> **Objective**:
How many lines in the source data contain the string "Query"? Reply with the number alone.

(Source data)
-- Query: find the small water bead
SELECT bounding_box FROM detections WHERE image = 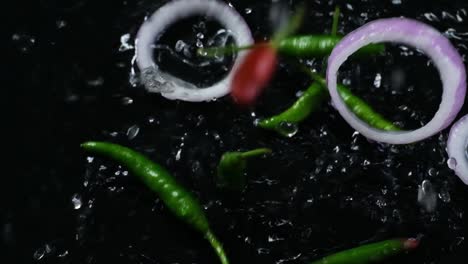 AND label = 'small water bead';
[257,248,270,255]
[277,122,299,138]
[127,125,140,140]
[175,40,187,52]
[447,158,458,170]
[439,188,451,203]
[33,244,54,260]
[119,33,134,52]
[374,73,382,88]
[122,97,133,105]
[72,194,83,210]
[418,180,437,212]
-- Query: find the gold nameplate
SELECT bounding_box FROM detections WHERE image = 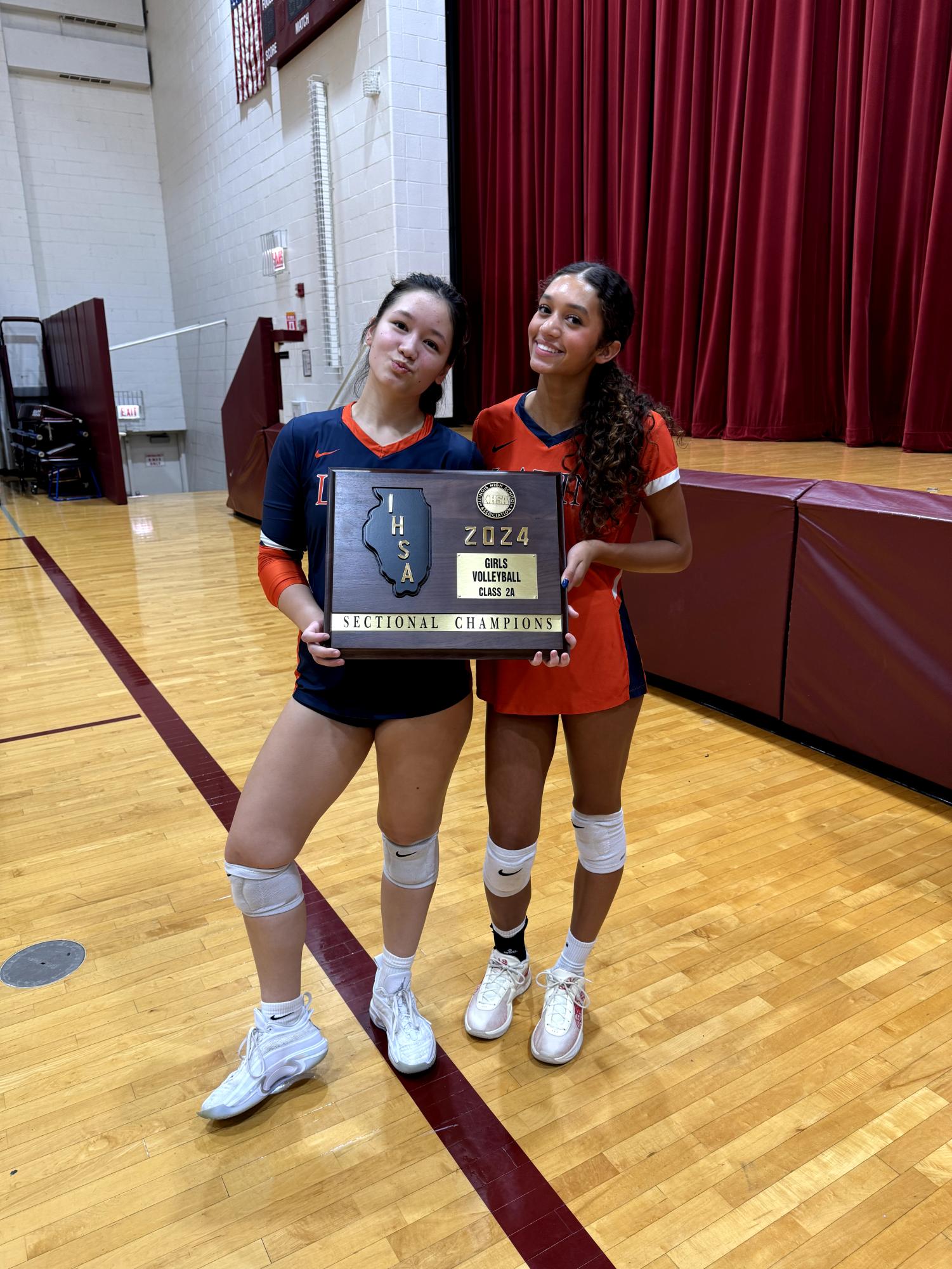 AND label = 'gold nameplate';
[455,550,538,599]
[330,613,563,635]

---

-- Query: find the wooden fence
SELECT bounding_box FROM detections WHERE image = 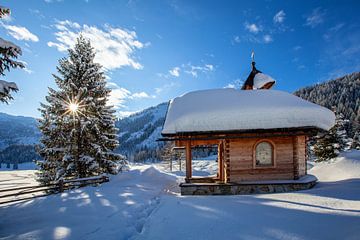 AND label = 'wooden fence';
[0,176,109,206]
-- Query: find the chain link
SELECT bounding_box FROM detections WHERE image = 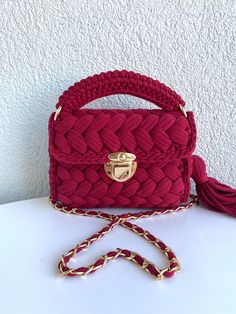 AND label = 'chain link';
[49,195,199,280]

> **Task answer**:
4